_Set exercise 1_
Decide whether each statement below agrees with the passage on Istihsan, answering yes or no and quoting the words from the passage that settle it: (a) Imam Shafi rejected Istihsan as a method of deduction. (b) Istihsan is independent of Shariah. (c) Al-Sarakhsi regarded Istihsan as a method of seeking facility and ease in legal injunctions.
_Set exercise 2_
According to the passage on Istihsan below, which jurists have validated Istihsan?

_Document excerpt_

* * * * * * * * *

Istihsan is not independent of Shariah, it is integral part of Shariah. Istihsan is an important branch of Ijtihad, and has played a prominent role in adaptation of Islamic law to the changing needs of society. Istihsan has been validated by Hanafi, Maliki and Hanbali jurists. Imam Shafi, Shii and Zahiri Ulama have rejected it as a method of deduction. However, in effect Majority have accepted Istihsan.

It has been mentioned that decision of Umar Bin Khattab to suspend “hadd” penalty (penalty prescribed by the Quran and Sunnah) of amputation of hand during famine is an example of Istihsan. Here positive law of Islam was suspended as an exceptional measure in an exceptional situation (for other examples see text book). A major jurist Al-Sarakhsi considers Istihsan as a method of seeking facility and ease in legal injunctions and is in accord with the Quran (2:183). Kamali says that companions (Sahabi) and successors (Tabiun) were not merely literalist. On the contrary, their rulings were often based on their understanding of the spirit and purpose of Shariah. Kamali gives a new example. Oral testimony was the standard form of evidence in Islamic law. However, now in some cases photography, sound recording and laboratory analysis have become more reliable means of proof. Here is a case of Istihsan by which method we can prefer these means of proofs over oral testimony in many cases.

* * * * * * * * *

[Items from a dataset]
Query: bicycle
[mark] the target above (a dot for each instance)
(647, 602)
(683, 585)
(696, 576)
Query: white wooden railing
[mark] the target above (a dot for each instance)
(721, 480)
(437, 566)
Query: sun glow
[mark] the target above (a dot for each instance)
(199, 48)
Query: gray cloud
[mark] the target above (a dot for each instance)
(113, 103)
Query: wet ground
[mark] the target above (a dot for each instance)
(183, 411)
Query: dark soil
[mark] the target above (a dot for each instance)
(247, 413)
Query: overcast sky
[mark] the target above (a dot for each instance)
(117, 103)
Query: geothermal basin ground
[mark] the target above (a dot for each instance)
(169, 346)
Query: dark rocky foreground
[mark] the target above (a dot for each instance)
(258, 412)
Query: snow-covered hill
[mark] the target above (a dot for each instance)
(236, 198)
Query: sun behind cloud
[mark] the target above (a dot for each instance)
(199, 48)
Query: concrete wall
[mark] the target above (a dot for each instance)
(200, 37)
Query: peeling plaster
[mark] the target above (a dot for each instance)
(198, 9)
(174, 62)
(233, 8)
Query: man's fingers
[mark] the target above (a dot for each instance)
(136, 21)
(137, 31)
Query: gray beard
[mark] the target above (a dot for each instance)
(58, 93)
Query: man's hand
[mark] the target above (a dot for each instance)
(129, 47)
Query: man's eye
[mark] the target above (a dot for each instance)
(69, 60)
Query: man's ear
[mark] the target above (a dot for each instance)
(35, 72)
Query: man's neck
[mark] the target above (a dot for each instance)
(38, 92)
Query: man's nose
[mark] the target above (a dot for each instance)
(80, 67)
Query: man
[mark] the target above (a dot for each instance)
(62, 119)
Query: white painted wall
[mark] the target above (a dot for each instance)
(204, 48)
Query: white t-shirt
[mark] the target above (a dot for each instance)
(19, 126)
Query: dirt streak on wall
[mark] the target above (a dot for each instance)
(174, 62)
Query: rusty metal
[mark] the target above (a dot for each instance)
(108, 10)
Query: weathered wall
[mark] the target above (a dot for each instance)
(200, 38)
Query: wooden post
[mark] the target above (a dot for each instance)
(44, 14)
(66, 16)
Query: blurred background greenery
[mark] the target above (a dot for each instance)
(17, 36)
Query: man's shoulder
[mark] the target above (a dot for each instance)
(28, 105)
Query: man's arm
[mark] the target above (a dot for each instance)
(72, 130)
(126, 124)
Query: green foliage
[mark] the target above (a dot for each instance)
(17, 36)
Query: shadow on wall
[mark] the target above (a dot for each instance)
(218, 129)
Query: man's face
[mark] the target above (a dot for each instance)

* * * * * * * * *

_Written reply 1_
(a) Yes: "Imam Shafi, Shii and Zahiri Ulama have rejected it as a method of deduction."
(b) No: "Istihsan is not independent of Shariah, it is integral part of Shariah."
(c) Yes: "A major jurist Al-Sarakhsi considers Istihsan as a method of seeking facility and ease in legal injunctions"

_Written reply 2_
Hanafi, Maliki and Hanbali jurists.